## EXTRACTED RECORDS
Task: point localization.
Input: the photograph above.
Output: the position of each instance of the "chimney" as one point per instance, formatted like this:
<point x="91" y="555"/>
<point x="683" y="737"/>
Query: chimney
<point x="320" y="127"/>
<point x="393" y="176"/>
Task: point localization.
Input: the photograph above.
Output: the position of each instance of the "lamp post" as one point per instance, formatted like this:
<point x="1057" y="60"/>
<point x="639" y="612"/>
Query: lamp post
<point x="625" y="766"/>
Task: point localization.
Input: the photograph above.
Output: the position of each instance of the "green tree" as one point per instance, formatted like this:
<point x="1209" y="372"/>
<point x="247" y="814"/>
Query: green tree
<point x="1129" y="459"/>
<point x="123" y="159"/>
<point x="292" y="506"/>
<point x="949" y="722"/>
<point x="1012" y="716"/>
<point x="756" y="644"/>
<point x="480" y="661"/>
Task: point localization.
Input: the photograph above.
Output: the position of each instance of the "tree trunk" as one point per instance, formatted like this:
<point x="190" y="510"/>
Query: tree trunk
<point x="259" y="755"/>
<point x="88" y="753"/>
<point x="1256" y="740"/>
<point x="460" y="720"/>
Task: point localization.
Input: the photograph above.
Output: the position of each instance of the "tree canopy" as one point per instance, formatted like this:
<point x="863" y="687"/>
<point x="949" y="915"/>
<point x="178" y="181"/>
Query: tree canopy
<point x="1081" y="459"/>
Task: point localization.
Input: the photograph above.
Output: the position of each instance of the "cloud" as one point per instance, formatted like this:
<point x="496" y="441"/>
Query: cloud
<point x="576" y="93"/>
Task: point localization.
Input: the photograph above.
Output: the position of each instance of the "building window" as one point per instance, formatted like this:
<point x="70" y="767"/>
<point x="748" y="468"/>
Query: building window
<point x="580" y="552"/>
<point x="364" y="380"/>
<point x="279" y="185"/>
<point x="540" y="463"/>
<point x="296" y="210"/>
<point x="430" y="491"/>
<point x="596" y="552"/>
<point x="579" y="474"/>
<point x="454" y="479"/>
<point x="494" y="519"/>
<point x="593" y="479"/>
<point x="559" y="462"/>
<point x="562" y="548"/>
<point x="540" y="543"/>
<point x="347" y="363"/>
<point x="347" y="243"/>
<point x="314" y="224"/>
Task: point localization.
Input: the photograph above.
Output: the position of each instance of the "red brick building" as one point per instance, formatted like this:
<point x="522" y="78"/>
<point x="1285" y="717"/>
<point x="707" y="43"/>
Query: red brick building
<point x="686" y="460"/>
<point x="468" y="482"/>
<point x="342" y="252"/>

## GOAL OF THE EXERCISE
Return all lines from the entries that contain the string "position".

## SOLUTION TO THE PROBLEM
Output: the position of each instance of the "chimney" as one point per instance, formatted like this:
Output: the position of each instance of the "lamp post" as one point per instance, formatted like this:
Output: the position of each instance of the "green tree" as one point per instance, formatted like this:
Output: the position of each instance of the "tree trunk" as one point per instance, formatted like this:
Output: the position of each instance of the "tree canopy" as one point per instance, formatted like this:
Output: the position of each instance of the "cloud" as one point per instance, formatted like this:
Output: the position of each instance of the "building window" as one point per instance, formatted like this:
Output: the position of each instance of the "red brick building" as one point per instance, formatted like this:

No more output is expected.